All lines from the one with "side window in the photo above." to the end need to be copied exactly, with nothing before them.

## [Material provided]

━━━━━━━━━━━━━━━━━━━━

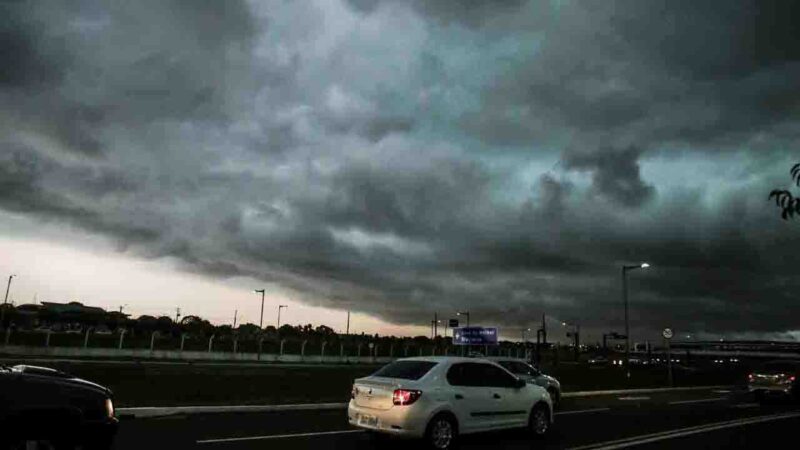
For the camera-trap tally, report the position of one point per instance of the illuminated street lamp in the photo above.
(625, 270)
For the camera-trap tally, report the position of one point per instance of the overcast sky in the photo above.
(403, 157)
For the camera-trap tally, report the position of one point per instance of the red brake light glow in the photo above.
(405, 396)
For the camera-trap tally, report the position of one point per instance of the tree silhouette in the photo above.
(789, 204)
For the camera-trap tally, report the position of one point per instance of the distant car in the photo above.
(531, 374)
(41, 405)
(440, 398)
(598, 361)
(776, 378)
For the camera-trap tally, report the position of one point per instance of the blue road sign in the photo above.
(474, 336)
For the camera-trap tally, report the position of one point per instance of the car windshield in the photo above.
(406, 370)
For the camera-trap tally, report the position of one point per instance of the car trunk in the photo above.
(770, 379)
(376, 393)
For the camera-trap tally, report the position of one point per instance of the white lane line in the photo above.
(276, 436)
(582, 411)
(746, 405)
(682, 432)
(702, 400)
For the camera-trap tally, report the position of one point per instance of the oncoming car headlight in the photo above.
(109, 407)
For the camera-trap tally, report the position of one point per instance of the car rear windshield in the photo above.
(407, 370)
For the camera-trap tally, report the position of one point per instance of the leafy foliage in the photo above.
(789, 204)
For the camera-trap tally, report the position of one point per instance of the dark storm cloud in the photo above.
(615, 174)
(468, 12)
(308, 145)
(648, 73)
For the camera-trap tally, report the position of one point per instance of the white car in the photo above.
(440, 398)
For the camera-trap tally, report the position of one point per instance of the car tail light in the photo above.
(405, 396)
(109, 407)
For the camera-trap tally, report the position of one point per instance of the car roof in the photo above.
(438, 358)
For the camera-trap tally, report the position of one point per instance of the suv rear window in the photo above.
(407, 370)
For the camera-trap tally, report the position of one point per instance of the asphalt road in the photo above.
(686, 420)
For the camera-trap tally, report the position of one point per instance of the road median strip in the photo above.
(162, 411)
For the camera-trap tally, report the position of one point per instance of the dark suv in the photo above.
(53, 409)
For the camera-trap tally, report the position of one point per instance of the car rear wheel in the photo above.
(539, 422)
(442, 432)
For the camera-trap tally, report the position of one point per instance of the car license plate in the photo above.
(369, 421)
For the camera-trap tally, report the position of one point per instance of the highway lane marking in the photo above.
(276, 436)
(682, 432)
(702, 400)
(582, 411)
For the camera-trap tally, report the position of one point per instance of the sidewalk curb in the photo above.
(157, 411)
(639, 391)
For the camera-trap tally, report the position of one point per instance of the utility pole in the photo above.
(279, 313)
(544, 331)
(261, 321)
(5, 301)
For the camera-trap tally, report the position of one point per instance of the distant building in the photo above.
(66, 316)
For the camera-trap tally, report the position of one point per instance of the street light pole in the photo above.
(625, 270)
(279, 314)
(261, 321)
(5, 302)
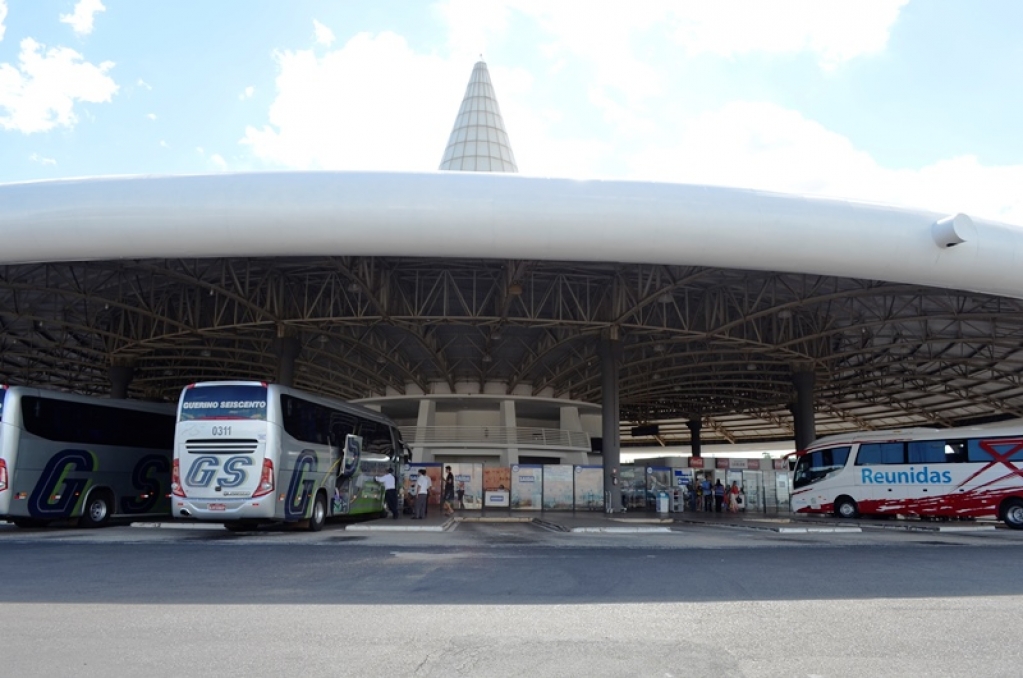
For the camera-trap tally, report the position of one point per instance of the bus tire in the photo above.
(1012, 513)
(845, 507)
(318, 516)
(97, 510)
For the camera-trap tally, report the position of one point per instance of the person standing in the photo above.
(707, 494)
(448, 488)
(390, 493)
(718, 496)
(421, 494)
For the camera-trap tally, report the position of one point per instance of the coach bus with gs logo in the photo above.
(65, 457)
(943, 473)
(251, 453)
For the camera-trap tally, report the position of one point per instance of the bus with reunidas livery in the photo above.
(945, 473)
(67, 457)
(250, 453)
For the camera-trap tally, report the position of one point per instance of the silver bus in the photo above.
(65, 457)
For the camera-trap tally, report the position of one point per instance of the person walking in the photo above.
(734, 498)
(390, 493)
(448, 489)
(421, 494)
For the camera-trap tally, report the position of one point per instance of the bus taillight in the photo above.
(176, 488)
(265, 481)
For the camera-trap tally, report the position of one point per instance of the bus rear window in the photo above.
(223, 402)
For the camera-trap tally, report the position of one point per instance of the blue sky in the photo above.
(914, 102)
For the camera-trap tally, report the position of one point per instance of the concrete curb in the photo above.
(636, 529)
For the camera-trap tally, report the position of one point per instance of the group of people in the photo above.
(719, 498)
(418, 495)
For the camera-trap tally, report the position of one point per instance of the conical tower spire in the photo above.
(478, 141)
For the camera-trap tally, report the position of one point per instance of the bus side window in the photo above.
(927, 451)
(954, 451)
(873, 454)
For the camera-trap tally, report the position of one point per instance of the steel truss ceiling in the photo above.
(720, 345)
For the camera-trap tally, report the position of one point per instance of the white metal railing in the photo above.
(496, 437)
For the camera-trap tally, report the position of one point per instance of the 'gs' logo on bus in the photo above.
(205, 468)
(61, 484)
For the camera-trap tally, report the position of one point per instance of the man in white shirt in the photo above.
(421, 494)
(390, 493)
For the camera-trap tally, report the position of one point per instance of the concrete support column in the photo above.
(122, 372)
(287, 354)
(510, 421)
(695, 424)
(427, 417)
(611, 415)
(802, 409)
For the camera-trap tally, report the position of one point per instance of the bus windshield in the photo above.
(814, 465)
(230, 401)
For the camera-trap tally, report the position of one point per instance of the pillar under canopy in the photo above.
(802, 409)
(610, 415)
(695, 424)
(121, 374)
(287, 354)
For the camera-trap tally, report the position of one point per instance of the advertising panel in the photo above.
(527, 487)
(558, 487)
(633, 483)
(659, 479)
(496, 481)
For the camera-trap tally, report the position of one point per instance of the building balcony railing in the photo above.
(519, 437)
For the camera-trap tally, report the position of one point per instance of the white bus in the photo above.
(248, 453)
(64, 456)
(942, 473)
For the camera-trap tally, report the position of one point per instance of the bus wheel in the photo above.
(1012, 513)
(846, 507)
(319, 514)
(97, 510)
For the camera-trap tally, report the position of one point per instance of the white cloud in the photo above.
(323, 35)
(81, 18)
(42, 91)
(837, 31)
(764, 146)
(372, 104)
(36, 157)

━━━━━━━━━━━━━━━━━━━━

## [Reply to the exercise]
For the camera-trap tally, report the position of one point per instance of the bus side window in the photo above.
(927, 451)
(954, 451)
(873, 454)
For the camera-trap tally, report the position of one point per instance of the steel truss ceiling in the photo above.
(720, 345)
For the camera-trap tally, report the position of one point per instance of the white metal railing in the photo above.
(496, 437)
For the camera-trap tally, report the position of one point per instance of the 'gs' logo on bus in the photo above.
(205, 468)
(61, 484)
For the camera-trap tally, report the position of one point per instance of the man in white shirt in the photo above.
(421, 494)
(390, 493)
For the camera-trap tally, report the position of one point per instance of the concrete support column in the photo above.
(122, 372)
(287, 354)
(510, 421)
(695, 424)
(427, 417)
(611, 415)
(802, 409)
For the camera-trap tally, report the position of one point per instance of the bus windshield in the photo above.
(814, 465)
(230, 401)
For the camera-trap tally, report the position of one point per instance of the pillar under canopy in the photo above.
(802, 409)
(610, 415)
(695, 424)
(121, 374)
(287, 354)
For the camera-trap tally, report the position of one point per instance of the advertising panel in the photo above.
(527, 487)
(558, 487)
(633, 483)
(659, 479)
(496, 481)
For the camera-trap tally, report the position of one point per instance of the building balcony railing in the photo above.
(519, 437)
For the camera-trap tally, report the position of one point per instance of the white bus in the photo above.
(248, 453)
(64, 456)
(942, 473)
For the camera-trap tally, report the position of one point per instance of the bus wheel in the photo above.
(1012, 513)
(846, 507)
(319, 514)
(97, 510)
For the camera-trap tally, report the position of one point per instance of the white cloud in the photo above.
(323, 35)
(81, 18)
(42, 91)
(837, 31)
(764, 146)
(372, 104)
(36, 157)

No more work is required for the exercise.